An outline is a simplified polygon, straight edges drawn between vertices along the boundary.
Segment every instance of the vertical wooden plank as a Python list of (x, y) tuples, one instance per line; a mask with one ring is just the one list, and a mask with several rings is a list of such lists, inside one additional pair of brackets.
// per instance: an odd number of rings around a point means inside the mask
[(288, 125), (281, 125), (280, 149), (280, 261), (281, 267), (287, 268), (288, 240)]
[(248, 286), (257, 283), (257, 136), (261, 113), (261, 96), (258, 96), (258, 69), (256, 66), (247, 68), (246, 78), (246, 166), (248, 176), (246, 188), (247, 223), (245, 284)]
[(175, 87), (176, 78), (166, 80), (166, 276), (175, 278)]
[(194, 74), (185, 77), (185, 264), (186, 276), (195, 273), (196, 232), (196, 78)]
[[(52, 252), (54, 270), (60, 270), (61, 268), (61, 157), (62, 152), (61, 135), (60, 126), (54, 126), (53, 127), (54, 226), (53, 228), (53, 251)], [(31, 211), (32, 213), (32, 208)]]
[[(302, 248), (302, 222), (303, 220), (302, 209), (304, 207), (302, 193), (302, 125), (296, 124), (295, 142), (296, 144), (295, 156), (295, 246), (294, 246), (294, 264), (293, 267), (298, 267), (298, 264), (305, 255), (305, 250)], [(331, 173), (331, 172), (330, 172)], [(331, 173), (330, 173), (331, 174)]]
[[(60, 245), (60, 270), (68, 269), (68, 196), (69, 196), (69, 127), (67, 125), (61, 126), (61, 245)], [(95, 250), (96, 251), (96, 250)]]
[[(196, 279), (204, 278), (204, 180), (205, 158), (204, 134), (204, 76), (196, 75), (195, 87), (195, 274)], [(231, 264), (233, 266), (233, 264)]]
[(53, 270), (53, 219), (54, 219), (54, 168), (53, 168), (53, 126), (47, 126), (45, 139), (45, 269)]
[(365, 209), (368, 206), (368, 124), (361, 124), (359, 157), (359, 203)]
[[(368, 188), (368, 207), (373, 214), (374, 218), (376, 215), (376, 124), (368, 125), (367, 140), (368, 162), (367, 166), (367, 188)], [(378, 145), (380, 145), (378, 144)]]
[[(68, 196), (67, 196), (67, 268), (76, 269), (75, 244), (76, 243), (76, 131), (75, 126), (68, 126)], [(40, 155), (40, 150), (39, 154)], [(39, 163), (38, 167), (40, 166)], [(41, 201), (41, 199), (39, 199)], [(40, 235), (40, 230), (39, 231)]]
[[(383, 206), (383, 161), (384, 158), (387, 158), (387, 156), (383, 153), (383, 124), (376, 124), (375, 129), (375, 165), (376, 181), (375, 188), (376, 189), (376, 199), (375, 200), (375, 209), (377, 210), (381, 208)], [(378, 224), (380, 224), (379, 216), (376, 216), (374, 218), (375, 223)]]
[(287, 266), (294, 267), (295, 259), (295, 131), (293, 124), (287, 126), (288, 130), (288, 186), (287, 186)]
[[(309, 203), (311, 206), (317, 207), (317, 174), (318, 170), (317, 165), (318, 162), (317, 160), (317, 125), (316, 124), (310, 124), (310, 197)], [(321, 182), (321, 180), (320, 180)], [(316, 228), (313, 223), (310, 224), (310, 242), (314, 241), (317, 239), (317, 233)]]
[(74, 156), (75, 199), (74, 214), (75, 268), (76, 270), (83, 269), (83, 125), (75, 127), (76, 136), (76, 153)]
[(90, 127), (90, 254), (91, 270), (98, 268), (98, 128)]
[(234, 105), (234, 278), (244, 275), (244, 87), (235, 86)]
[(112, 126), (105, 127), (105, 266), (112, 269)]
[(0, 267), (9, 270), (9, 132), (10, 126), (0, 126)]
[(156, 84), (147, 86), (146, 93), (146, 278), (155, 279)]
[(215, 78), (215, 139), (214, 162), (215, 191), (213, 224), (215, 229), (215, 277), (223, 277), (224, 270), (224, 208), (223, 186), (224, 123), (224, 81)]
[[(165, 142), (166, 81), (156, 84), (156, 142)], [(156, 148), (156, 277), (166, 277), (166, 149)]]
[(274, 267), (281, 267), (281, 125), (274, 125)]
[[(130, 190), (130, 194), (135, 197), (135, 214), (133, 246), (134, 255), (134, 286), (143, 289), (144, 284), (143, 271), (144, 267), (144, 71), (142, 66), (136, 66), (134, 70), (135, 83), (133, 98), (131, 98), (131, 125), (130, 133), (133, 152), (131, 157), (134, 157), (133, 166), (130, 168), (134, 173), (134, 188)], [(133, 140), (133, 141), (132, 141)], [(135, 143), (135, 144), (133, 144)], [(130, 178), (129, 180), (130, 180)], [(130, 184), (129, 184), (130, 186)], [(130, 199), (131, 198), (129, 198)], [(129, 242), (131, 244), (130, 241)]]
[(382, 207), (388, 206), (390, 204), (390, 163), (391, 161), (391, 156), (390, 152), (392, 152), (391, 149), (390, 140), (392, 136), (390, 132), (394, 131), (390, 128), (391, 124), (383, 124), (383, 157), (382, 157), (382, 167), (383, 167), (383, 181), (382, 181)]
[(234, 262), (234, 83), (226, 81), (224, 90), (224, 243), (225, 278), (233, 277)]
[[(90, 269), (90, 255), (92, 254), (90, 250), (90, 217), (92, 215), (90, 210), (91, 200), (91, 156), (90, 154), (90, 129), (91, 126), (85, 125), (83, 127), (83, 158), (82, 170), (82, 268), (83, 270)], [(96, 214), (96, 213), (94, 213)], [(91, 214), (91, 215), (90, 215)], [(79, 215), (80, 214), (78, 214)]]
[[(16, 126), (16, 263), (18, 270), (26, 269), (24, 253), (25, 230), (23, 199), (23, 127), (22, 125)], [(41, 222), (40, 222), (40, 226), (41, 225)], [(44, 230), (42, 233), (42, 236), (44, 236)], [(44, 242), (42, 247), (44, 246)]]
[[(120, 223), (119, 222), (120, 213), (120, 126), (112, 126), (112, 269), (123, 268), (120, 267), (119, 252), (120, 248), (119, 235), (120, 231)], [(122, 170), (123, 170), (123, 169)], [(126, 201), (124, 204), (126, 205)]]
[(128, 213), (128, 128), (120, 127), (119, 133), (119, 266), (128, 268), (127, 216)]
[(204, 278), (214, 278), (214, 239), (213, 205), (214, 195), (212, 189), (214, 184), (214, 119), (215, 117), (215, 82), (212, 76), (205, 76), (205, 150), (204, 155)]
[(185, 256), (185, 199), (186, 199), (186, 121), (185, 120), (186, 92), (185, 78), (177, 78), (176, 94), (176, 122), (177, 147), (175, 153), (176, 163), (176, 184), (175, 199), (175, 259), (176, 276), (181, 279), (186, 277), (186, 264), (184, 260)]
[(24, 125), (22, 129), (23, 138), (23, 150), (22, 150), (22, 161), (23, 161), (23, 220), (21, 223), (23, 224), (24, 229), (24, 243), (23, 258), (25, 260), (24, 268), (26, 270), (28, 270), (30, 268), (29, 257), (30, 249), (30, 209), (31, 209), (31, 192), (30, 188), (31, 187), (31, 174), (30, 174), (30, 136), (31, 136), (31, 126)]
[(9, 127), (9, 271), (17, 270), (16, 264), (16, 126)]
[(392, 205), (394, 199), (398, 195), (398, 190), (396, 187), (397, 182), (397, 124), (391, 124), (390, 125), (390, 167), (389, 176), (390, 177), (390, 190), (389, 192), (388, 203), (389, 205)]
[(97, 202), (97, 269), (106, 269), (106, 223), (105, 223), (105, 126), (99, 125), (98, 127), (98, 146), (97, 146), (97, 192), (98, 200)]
◇ ◇ ◇ ◇
**To do**. Can you express each line of the records above as a JSON list of strings, one string per line, with blank lines left out?

**Response**.
[
  "An outline is a simplified polygon, straight edges drawn between vertices along the boundary.",
  "Segment every instance of the vertical wooden plank as a Python list of (x, y) tuples, one instance per line; a mask with one ring is just the one list, and a mask with several rings is a list of such lists, inside one additional pair of brackets.",
  "// per instance: an odd number of rings around a point means inside the mask",
  "[(288, 125), (281, 125), (280, 149), (280, 261), (281, 267), (287, 268), (288, 240)]",
  "[(248, 286), (257, 283), (257, 136), (261, 113), (261, 96), (258, 96), (258, 69), (256, 66), (247, 68), (246, 78), (246, 166), (248, 176), (246, 188), (247, 223), (245, 284)]",
  "[(175, 87), (176, 78), (166, 80), (166, 276), (175, 278)]",
  "[(194, 74), (185, 77), (185, 264), (186, 276), (195, 273), (196, 232), (196, 78)]",
  "[[(52, 252), (54, 270), (60, 270), (61, 268), (61, 157), (62, 152), (61, 135), (60, 126), (54, 126), (53, 127), (54, 226), (53, 228), (53, 251)], [(31, 211), (32, 213), (32, 208)]]",
  "[[(302, 248), (302, 222), (303, 220), (302, 209), (304, 207), (302, 193), (302, 125), (296, 124), (295, 142), (296, 144), (295, 156), (295, 246), (294, 246), (294, 264), (293, 267), (298, 267), (298, 264), (305, 255), (305, 250)], [(331, 173), (331, 172), (330, 172)], [(331, 173), (330, 173), (331, 174)]]",
  "[[(60, 245), (60, 270), (68, 269), (68, 196), (69, 196), (69, 127), (67, 125), (61, 126), (61, 245)], [(95, 250), (96, 251), (96, 250)]]",
  "[[(196, 279), (204, 278), (204, 180), (205, 158), (204, 134), (204, 76), (196, 75), (195, 87), (195, 274)], [(231, 264), (233, 266), (233, 264)]]",
  "[(53, 270), (53, 219), (54, 219), (54, 168), (53, 168), (53, 126), (47, 126), (45, 139), (45, 269)]",
  "[(365, 209), (368, 206), (368, 124), (361, 124), (359, 157), (359, 203)]",
  "[[(368, 188), (368, 207), (373, 214), (374, 218), (376, 215), (376, 124), (368, 125), (367, 140), (368, 162), (367, 166), (367, 188)], [(378, 145), (380, 145), (378, 144)]]",
  "[[(68, 196), (67, 196), (67, 268), (76, 269), (75, 244), (76, 243), (76, 131), (75, 126), (68, 126)], [(40, 155), (40, 150), (39, 154)], [(39, 163), (38, 167), (40, 166)], [(41, 201), (41, 199), (39, 199)], [(40, 235), (40, 230), (39, 231)]]",
  "[[(383, 206), (383, 161), (384, 158), (387, 158), (387, 156), (383, 153), (383, 124), (376, 124), (375, 129), (375, 165), (376, 181), (375, 188), (376, 189), (376, 199), (375, 200), (375, 209), (377, 210), (381, 208)], [(378, 224), (380, 224), (379, 216), (376, 216), (374, 218), (375, 223)]]",
  "[(287, 266), (294, 267), (295, 259), (295, 131), (293, 124), (287, 126), (288, 130), (288, 186), (287, 186)]",
  "[[(309, 203), (311, 206), (317, 207), (317, 174), (318, 170), (317, 165), (318, 162), (317, 160), (317, 125), (316, 124), (310, 124), (310, 197)], [(321, 182), (321, 180), (320, 180)], [(316, 228), (313, 223), (310, 224), (310, 242), (314, 241), (317, 239), (317, 233)]]",
  "[(74, 156), (75, 199), (74, 214), (75, 268), (76, 270), (83, 269), (83, 125), (75, 127), (76, 136), (76, 153)]",
  "[(90, 127), (90, 254), (91, 270), (98, 268), (98, 128)]",
  "[(234, 105), (234, 278), (244, 275), (244, 87), (235, 86)]",
  "[(112, 126), (105, 127), (105, 266), (112, 269)]",
  "[(0, 267), (9, 270), (9, 132), (10, 126), (0, 126)]",
  "[(156, 84), (147, 86), (146, 93), (146, 278), (155, 279)]",
  "[(215, 78), (215, 139), (214, 162), (215, 191), (213, 224), (215, 229), (215, 277), (223, 277), (224, 270), (224, 208), (223, 186), (224, 123), (224, 81)]",
  "[[(165, 142), (166, 81), (156, 84), (156, 142)], [(156, 148), (156, 277), (166, 277), (166, 149)]]",
  "[(274, 267), (281, 267), (281, 125), (274, 125)]",
  "[[(130, 190), (130, 194), (135, 197), (135, 214), (133, 246), (134, 255), (134, 286), (143, 289), (144, 284), (143, 271), (144, 267), (144, 71), (142, 66), (136, 66), (134, 70), (135, 83), (133, 98), (131, 98), (131, 125), (130, 133), (133, 152), (131, 157), (134, 157), (133, 166), (130, 168), (134, 173), (134, 188)], [(133, 140), (133, 141), (132, 141)], [(135, 143), (135, 144), (133, 144)], [(130, 178), (129, 180), (130, 180)], [(130, 184), (129, 184), (130, 186)], [(130, 199), (131, 198), (129, 198)], [(129, 242), (131, 244), (130, 241)]]",
  "[(382, 207), (388, 206), (390, 204), (390, 163), (391, 161), (391, 156), (390, 152), (392, 152), (391, 149), (390, 140), (392, 136), (390, 132), (394, 131), (390, 128), (391, 124), (383, 124), (383, 157), (382, 157), (382, 167), (383, 167), (383, 181), (382, 181)]",
  "[(234, 262), (234, 83), (226, 81), (224, 90), (224, 243), (225, 278), (233, 277)]",
  "[[(90, 269), (90, 255), (92, 254), (90, 250), (90, 217), (92, 215), (90, 210), (91, 200), (91, 156), (90, 154), (90, 129), (91, 126), (85, 125), (83, 127), (83, 158), (82, 170), (82, 268), (83, 270)], [(96, 214), (96, 213), (94, 213)], [(91, 214), (91, 215), (90, 215)], [(79, 215), (80, 214), (78, 214)]]",
  "[[(16, 126), (16, 263), (18, 270), (26, 269), (24, 253), (25, 230), (23, 199), (23, 127), (22, 125)], [(41, 222), (40, 222), (40, 226), (41, 225)], [(44, 230), (42, 233), (42, 236), (44, 236)], [(44, 242), (42, 247), (44, 246)]]",
  "[[(120, 223), (119, 222), (120, 213), (120, 126), (112, 126), (112, 269), (123, 268), (120, 267), (119, 252), (120, 248), (119, 235), (120, 231)], [(122, 170), (123, 170), (123, 169)], [(126, 201), (124, 204), (126, 205)]]",
  "[(128, 213), (128, 128), (120, 127), (119, 133), (119, 266), (128, 268), (127, 216)]",
  "[(204, 278), (214, 278), (214, 239), (213, 205), (214, 195), (212, 189), (214, 184), (214, 119), (215, 117), (215, 82), (212, 76), (205, 76), (205, 150), (204, 155)]",
  "[(185, 256), (185, 199), (186, 199), (186, 121), (185, 120), (186, 92), (185, 78), (177, 78), (176, 94), (176, 122), (177, 147), (175, 153), (176, 163), (176, 184), (175, 199), (175, 259), (176, 276), (181, 279), (186, 277), (186, 264), (184, 260)]",
  "[(24, 125), (22, 129), (23, 138), (23, 150), (22, 150), (22, 161), (23, 161), (23, 220), (21, 223), (23, 224), (24, 229), (24, 243), (23, 258), (25, 260), (24, 268), (26, 270), (28, 270), (30, 268), (29, 257), (30, 249), (30, 209), (31, 209), (31, 192), (30, 188), (31, 187), (31, 174), (30, 174), (30, 136), (31, 136), (31, 126)]",
  "[(9, 127), (9, 271), (17, 270), (16, 264), (16, 126)]",
  "[(392, 205), (394, 199), (398, 195), (398, 190), (396, 187), (397, 182), (397, 124), (391, 124), (390, 125), (390, 167), (389, 176), (390, 177), (390, 190), (389, 192), (388, 203), (389, 205)]",
  "[(97, 202), (97, 269), (106, 269), (106, 223), (105, 223), (105, 126), (99, 125), (98, 127), (98, 146), (97, 146), (97, 192), (98, 200)]"
]